***** SOURCE PASSAGE *****

Michelle Exstrom 12/1/2013


New ways of evaluating teachers recognize the complexity of their job, and may help ensure that only good teachers are teaching.

By Michelle Exstrom

Research over the last 20 years confirms what most of us already know intuitively: Good teachers make a world of difference. A student who has exceptional teachers benefits significantly.

Teacher at blackboardResearch also shows something that may surprise most of us: A student who has a series of ineffective teachers is unlikely to catch up academically—ever. Although  factors outside of school, such as how safe the child feels in the community or how much stress there is within the family, continue to have the biggest influence on a student’s achievement, inside a school, the most significant factor is the teacher. The challenge for lawmakers is ensuring that teachers, who have such a huge effect on kids, are the best they can be.

That requires coming up with a valid, fair and reliable way to assess effective teaching. This has been a challenge—but we may be getting closer.

A Little History

Since 2009—when two studies caught the attention of lawmakers—teacher evaluations have been based more and more on their students’ achievement. The first study—an international comparison of student achievement in math, science and reading, called the Program for International Student Assessment (PISA)—showed American 15-year-olds trailing their peers in many developed nations. The other—The New Teacher Project’s The Widget Effect—found more than 99 percent of teachers studied were rated “satisfactory” or better

Policymakers questioned how so many teachers could be receiving good evaluations yet be producing students who were falling behind the rest of the world academically. It became clear to them that there were problems in how teachers were being evaluated.

Formal evaluations were infrequent and yielded little information teachers could use to improve their classroom practices. In 2009, the New Teacher Project and some education experts started pushing hard for reform, arguing that if teachers are the key to improving student achievement, then evaluation systems must more accurately measure how teachers are contributing to students’ growth.

***** PROVIDED MATERIAL *****

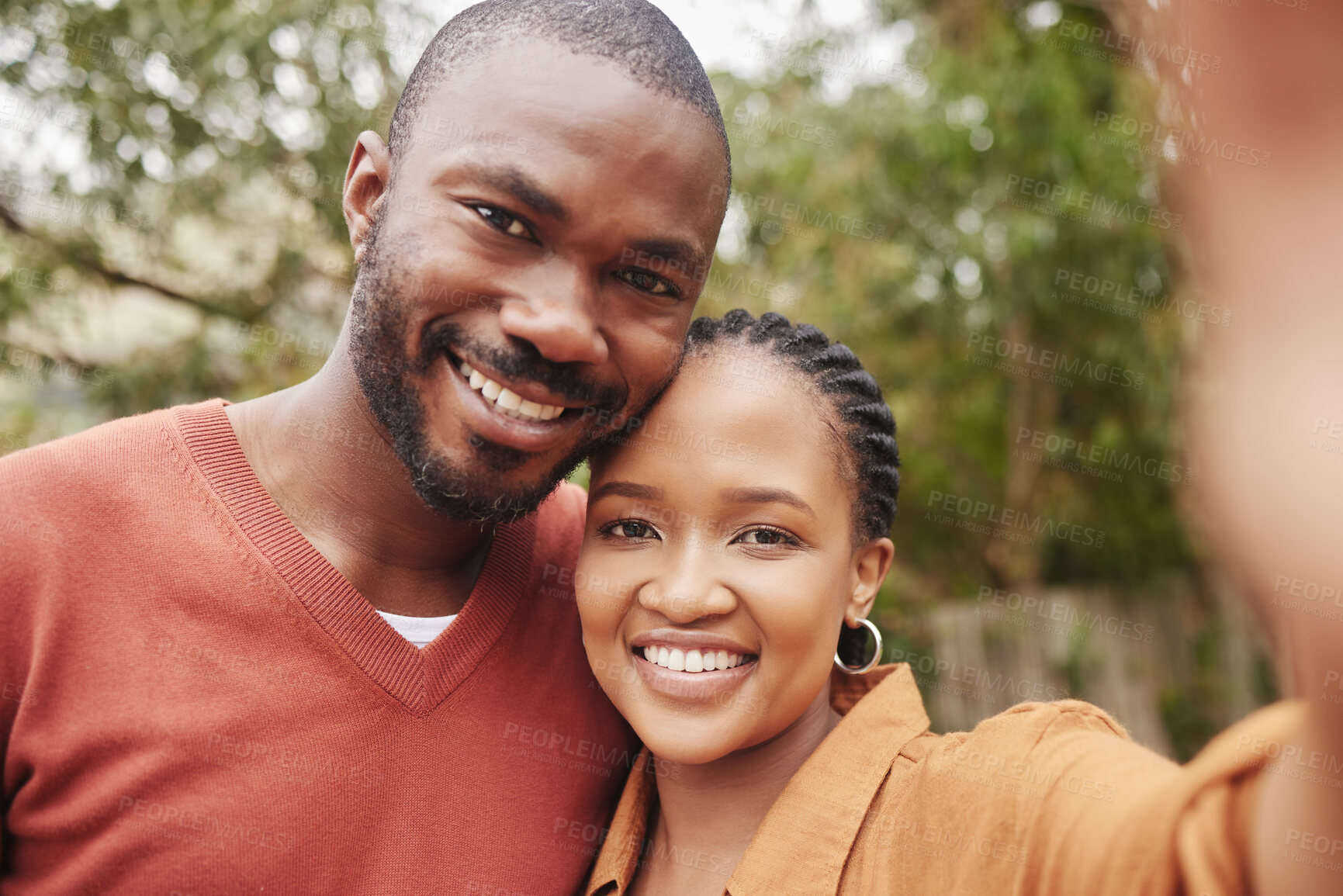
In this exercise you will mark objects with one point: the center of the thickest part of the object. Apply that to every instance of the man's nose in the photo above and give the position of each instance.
(559, 319)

*****

DIRECTIVES
1. Three questions on the teacher evaluation article:
(a) Since what year have teacher evaluations been based more and more on student achievement?
(b) What share of the teachers studied in The Widget Effect were rated "satisfactory" or better?
(c) What is the full name of the comparison abbreviated PISA?
2. Could you write out everything from "Research over the" down to "be getting closer." in the teacher evaluation article, with "lawmakers" changed to "legislators"?
3. Can you continue the teacher evaluation article from its last sentence onward?

RESULTS OF THE EXERCISE
1.
(a) 2009
(b) More than 99 percent
(c) Program for International Student Assessment

2.
Research over the last 20 years confirms what most of us already know intuitively: Good teachers make a world of difference. A student who has exceptional teachers benefits significantly.

Teacher at blackboardResearch also shows something that may surprise most of us: A student who has a series of ineffective teachers is unlikely to catch up academically—ever. Although  factors outside of school, such as how safe the child feels in the community or how much stress there is within the family, continue to have the biggest influence on a student’s achievement, inside a school, the most significant factor is the teacher. The challenge for legislators is ensuring that teachers, who have such a huge effect on kids, are the best they can be.

That requires coming up with a valid, fair and reliable way to assess effective teaching. This has been a challenge—but we may be getting closer.

3.
As state lawmakers were beginning to reassess their evaluation policies, the federal government provided incentives to encourage reform. The U.S. Department of Education offered Race to the Top grants to states looking (among other things) to reform teacher evaluations to include some measurement of their students’ learning. States seeking waivers from some of the requirements of the federal Elementary and Secondary Education Act (ESEA, also known as No Child Left Behind) also were required to consider student achievement in their teacher evaluation formulas.

The federal incentives pushed state and district policy onto the fast track, leaving many, including New Mexico Representative Mimi Stewart (D), wondering if changes were moving too fast. “Improving education shouldn’t be a race. Changes should be made based on the evidence of what works best,” she says. “We don’t want to make these drastic changes only to find out in a year or so that they don’t work and, even worse, that they harm teachers.”

Nevertheless, many states did jump in. And by the end of most legislative sessions this year, most states had adopted new requirements that students’ academic growth be a significant part of a teacher’s evaluation, along with other measures, such as peer or principal observations of their actual teaching and student surveys. Many states have also tied tenure and licensing to the new assessments. And, in some states, teachers whose subjects are not included in standardized tests are allowed to be evaluated by alternative measures, including locally developed performance standards.

First to Jump In

 Tennessee was one of the first states to reform the way it evalutes teachers. Lawmakers responded quickly to the federal initiative by passing legislation in 2010 they called the First to the Top Act. The legislature wanted to position the state well for the federal competition, and in July 2011, Tennessee became one of the first states to start using a teacher evaluation system based in part on student achievement. The state’s strategy worked. Tennessee was one of the first two states to win the competition.

“Our previous teacher evaluation system was pretty archaic because tenured teachers weren’t evaluated nearly enough­—only twice in 10 years,” says Tennessee Representative John Forgety (R), a former educator and current vice chairman of the House Education Committee. “This new system is an important step in the right direction because it gives us a better idea of teacher performance. But we need to continue to make tweaks along the way, which we did this year, to make sure we’re on the right track,” he says.

The Tennessee act requires student achievement to account for 50 percent of teachers’ evaluations—35 percent from student scores on the Tennessee Value-Added Assessment System and 15 percent from additional measures of student achievement as determined by the state Board of Education. The other 50 percent is based on teacher observations, personal conferences and review of previous evaluations and work. 

Similarly, in Colorado, Denver Public Schools began piloting a new evaluation system three years ago in response to state legislation passed in 2010. The law requires annual evaluations of teachers and principals based at least 50 percent on the academic growth of their students, along with peer observations and student surveys.

Sara Collyar, a former teacher, assistant principal and math “coach” for struggling teachers, is now in her second year as a peer observer in Denver. She’s convinced the new assessments are “very accurate at identifying what good teaching looks and sounds like.”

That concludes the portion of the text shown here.